**WHAT IS REQUIRED**
Find each line in the records below that contains the string "Target", and copy those lines.

— begin MATERIALS PROVIDED —

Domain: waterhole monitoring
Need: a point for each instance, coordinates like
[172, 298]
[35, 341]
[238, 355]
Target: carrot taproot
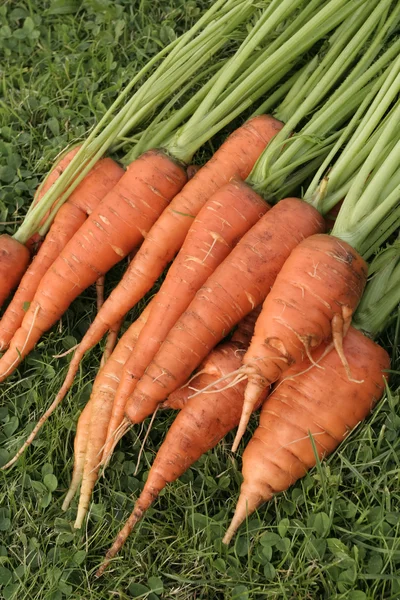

— end MATERIALS PROVIDED —
— begin MATERIALS PROVIDED —

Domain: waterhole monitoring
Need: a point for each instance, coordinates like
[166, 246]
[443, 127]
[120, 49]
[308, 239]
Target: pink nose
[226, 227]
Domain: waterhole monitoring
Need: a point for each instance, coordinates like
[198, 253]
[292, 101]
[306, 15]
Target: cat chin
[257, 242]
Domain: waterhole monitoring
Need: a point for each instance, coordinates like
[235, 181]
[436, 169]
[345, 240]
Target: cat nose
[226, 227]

— end MATERIALS PROVIDED —

**EXERCISE OUTPUT**
Target: carrot taproot
Target: pink nose
Target: cat chin
Target: cat nose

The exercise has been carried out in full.